===== Excerpted records

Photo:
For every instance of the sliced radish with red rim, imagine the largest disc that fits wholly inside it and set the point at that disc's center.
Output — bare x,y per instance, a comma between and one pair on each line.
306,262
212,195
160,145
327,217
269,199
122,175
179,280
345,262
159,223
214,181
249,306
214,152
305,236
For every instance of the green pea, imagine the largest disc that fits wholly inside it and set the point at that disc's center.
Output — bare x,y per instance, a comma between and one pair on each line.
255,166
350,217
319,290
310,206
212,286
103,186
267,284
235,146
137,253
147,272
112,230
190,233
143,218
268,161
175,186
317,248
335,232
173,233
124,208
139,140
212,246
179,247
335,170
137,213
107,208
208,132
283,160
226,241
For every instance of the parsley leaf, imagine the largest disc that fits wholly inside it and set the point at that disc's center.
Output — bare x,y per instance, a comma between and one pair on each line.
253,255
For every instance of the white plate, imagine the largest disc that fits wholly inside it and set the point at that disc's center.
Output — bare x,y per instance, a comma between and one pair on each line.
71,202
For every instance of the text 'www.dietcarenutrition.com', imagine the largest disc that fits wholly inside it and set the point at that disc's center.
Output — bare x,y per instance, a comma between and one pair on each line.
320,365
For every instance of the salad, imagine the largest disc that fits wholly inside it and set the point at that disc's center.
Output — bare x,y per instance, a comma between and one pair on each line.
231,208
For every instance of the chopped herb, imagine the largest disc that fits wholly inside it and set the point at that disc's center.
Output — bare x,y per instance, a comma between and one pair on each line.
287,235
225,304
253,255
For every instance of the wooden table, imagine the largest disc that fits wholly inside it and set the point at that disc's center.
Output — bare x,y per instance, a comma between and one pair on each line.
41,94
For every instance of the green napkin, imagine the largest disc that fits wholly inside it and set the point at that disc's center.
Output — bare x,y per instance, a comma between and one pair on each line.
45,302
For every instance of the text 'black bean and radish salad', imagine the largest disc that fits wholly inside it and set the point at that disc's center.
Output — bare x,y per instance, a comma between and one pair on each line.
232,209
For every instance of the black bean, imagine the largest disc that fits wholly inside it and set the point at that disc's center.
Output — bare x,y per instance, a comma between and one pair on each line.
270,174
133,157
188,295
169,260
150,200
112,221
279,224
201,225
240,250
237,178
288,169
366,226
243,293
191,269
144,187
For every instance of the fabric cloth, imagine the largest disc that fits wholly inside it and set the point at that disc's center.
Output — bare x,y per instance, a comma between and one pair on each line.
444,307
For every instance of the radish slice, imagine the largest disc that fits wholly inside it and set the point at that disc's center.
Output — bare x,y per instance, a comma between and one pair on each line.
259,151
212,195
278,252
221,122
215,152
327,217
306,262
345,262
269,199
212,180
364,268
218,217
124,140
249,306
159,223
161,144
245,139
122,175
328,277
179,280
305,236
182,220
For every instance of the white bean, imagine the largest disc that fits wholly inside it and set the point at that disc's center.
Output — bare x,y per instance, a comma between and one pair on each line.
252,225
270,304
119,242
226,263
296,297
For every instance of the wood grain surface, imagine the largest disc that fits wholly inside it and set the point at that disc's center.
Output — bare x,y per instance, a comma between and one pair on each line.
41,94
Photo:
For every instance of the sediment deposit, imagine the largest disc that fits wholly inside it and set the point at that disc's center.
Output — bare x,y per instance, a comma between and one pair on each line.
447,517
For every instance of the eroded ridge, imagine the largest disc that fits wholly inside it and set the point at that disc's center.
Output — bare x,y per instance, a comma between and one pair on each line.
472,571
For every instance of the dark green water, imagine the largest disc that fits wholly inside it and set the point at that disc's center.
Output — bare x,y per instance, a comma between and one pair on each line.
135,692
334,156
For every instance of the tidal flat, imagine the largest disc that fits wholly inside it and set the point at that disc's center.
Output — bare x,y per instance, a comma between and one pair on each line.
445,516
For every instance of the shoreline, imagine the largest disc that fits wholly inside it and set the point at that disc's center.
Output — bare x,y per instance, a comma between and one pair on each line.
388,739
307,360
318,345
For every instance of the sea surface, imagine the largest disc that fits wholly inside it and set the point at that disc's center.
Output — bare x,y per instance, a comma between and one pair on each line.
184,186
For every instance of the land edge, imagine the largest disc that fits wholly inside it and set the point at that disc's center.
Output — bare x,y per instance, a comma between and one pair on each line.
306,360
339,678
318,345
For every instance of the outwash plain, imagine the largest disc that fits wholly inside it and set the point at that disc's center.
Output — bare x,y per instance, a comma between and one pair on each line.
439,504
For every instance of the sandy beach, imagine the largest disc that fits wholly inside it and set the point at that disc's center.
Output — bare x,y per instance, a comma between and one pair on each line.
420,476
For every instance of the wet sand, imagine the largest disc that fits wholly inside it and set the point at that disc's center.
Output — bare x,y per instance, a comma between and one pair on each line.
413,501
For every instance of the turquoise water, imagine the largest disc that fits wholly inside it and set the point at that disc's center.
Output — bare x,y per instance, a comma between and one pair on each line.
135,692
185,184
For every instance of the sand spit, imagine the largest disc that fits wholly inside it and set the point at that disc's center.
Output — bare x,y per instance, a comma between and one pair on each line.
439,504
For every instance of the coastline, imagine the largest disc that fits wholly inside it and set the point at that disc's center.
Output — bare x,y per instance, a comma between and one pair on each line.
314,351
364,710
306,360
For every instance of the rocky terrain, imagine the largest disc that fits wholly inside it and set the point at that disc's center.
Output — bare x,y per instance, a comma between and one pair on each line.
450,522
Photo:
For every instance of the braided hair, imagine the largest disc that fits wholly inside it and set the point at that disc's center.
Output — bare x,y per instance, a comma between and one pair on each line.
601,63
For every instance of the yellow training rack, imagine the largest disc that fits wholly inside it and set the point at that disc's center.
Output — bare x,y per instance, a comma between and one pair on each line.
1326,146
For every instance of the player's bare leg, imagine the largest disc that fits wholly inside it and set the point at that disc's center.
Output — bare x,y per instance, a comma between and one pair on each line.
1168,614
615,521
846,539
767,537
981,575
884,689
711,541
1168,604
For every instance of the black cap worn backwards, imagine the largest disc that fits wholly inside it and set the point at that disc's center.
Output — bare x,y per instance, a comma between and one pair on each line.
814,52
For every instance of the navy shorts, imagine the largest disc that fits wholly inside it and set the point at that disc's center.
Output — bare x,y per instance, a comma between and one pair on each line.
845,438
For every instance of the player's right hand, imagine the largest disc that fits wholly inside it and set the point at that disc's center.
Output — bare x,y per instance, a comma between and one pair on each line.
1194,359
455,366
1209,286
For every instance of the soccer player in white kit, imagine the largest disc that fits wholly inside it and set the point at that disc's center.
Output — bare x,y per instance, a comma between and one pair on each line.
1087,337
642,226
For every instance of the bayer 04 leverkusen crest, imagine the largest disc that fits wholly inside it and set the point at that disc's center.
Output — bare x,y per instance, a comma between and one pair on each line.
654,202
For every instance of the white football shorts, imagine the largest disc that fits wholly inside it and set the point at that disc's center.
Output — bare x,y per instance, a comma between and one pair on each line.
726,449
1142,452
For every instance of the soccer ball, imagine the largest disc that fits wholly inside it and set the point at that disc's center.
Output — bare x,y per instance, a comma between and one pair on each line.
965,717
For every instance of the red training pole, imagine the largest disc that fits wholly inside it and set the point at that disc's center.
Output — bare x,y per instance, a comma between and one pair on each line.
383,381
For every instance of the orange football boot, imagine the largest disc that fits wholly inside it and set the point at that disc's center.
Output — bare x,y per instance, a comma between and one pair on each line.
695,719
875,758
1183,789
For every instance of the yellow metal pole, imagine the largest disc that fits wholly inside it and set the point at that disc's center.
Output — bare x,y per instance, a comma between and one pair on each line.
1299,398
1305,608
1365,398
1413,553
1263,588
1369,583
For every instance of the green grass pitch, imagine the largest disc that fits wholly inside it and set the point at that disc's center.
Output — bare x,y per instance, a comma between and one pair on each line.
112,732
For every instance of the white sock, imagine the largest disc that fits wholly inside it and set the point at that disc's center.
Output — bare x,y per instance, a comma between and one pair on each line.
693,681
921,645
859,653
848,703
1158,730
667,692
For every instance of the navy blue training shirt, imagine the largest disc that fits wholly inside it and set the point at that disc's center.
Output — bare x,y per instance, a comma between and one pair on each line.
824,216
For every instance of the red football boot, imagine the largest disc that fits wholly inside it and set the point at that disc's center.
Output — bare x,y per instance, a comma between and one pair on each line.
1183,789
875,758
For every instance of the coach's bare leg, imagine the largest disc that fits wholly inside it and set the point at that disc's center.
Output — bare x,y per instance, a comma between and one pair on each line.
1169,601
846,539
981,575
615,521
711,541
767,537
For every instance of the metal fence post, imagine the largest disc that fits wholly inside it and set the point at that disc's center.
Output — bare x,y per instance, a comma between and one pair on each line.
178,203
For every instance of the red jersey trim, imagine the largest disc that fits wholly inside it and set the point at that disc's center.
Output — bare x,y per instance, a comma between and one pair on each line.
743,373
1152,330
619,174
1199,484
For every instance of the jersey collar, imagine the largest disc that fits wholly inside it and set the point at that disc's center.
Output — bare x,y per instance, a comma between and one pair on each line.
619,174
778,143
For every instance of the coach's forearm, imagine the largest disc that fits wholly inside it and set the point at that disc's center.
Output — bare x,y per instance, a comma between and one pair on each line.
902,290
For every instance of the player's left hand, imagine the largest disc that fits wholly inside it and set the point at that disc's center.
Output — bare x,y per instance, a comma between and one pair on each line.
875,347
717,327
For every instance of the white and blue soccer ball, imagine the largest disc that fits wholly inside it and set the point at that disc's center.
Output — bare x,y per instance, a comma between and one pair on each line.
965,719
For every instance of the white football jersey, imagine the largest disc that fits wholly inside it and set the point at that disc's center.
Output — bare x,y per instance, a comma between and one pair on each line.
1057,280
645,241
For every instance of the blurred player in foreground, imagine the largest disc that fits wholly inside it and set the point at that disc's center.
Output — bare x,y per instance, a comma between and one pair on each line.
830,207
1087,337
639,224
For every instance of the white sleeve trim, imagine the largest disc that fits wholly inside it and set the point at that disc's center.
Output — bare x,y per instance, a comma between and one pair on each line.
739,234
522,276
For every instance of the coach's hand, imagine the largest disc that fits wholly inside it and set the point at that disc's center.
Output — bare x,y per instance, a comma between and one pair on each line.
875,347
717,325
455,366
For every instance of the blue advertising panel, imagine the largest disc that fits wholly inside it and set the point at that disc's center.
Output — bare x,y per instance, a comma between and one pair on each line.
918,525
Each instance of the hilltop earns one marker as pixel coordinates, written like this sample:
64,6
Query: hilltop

==========

> [Work instructions]
Find each line holding the string "text" in the listing above, then copy it.

> [Output below]
For every instance of the text 'www.dietcarenutrition.com', imagine the largest disc that fits wholly inside it and set the point at that disc's center.
For every instance of the text 'black bean and radish salad', imagine the largest disc that fits wholly inside it and set the point at that disc's center.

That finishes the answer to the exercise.